全国の児童相談所に二〇一〇年度に寄せられた児童虐待の相談件数は五万五千百五十二件(速報値)で、初めて五万件を超え過去最多となったことが二十日、厚生労働省のまとめで分かった。 
 今回の速報値は、東日本大震災で集計ができなかった宮城県福島県仙台市を除いている。同様に三自治体を除いた〇九年度の数値と比較すると、一〇年度は一万二千九十件(28・1%)増。〇九年度(3・6%)を大幅に上回り、〇四年度(25・7%)以来の大幅増となった。一九九〇年度(千百一件)の集計開始から二十年連続の増加。厚労省は「大阪市で二幼児が死亡した事件などが大きく報じられ、疑いがある場合は児童相談所に連絡しようという意識が高まったためではないか」と分析している。自治体別で増加率が高かったのは愛知県(78%増)、栃木県(67%)、大分県(66%)など。

(物体の出現位置を示すデータセットの行)
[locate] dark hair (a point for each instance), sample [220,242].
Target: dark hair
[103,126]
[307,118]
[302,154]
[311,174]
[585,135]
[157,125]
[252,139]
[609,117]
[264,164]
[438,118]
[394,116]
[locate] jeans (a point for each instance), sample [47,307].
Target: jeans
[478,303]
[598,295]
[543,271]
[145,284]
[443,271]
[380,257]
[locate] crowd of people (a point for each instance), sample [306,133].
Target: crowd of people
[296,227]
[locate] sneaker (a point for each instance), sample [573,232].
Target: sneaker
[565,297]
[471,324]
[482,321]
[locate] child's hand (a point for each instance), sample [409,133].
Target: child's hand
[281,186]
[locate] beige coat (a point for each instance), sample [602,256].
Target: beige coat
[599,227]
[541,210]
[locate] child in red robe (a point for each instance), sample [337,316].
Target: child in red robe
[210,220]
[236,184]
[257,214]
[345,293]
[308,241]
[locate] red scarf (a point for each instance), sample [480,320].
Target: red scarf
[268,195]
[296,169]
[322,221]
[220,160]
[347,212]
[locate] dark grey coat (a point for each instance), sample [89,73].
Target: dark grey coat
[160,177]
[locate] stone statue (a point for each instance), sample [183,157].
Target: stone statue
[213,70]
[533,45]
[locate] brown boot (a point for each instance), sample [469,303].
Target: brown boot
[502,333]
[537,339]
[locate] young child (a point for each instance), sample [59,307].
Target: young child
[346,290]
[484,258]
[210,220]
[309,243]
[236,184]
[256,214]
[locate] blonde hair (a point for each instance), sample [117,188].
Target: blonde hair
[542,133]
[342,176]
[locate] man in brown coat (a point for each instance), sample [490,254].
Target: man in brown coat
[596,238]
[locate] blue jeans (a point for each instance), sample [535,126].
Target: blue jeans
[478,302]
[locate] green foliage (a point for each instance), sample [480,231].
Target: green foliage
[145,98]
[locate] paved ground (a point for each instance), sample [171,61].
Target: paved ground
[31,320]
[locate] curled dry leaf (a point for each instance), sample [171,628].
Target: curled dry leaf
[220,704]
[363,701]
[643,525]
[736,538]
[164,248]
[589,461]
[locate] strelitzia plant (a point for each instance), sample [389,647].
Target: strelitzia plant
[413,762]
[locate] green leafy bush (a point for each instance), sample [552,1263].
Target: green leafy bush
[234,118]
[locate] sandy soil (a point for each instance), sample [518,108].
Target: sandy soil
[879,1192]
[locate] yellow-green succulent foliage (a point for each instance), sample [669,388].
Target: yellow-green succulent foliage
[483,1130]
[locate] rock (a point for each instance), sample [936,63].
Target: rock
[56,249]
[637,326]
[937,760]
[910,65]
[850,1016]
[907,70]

▸ 課題文 1: 児童虐待の相談件数を扱った引用文から、次の一文を英語に訳しなさい。「自治体別で増加率が高かったのは愛知県(78%増)、栃木県(67%)、大分県(66%)など。」
▸ 課題文 2: 児童虐待の相談件数を扱った引用文を、最後の文に続けて書き継ぎなさい。

▸ 演習結果 1: By local government, the areas with the highest rates of increase included Aichi Prefecture (up 78%), Tochigi Prefecture (67%), and Oita Prefecture (66%).

▸ 演習結果 2:
 長期間子どもの姿が確認できない場合、保護者に出頭を求めることができる制度が〇八年四月から始まり、一〇年度は五十例、対象児童は延べ七十二人(〇九年度は二十一例、二十五人)。応じなかったため再び出頭要求したのは六例、七人(同二例、二人)といずれも増えた。それでも確認できず、裁判所の許可に基づき家庭に強制的な立ち入りをしたのも二例、二人(同一例、一人)と増加。児童が登校せず出頭要求したが応じなかったケースでは、合鍵業者を呼んで鍵を開けると、保護者が自分でチェーンを外し、相談所員が児童を保護。また学校の入学手続きをしないためネグレクト(養育放棄)と判断した例では、鍵を開けようとしたところ、保護者が自主的にドアを開けた。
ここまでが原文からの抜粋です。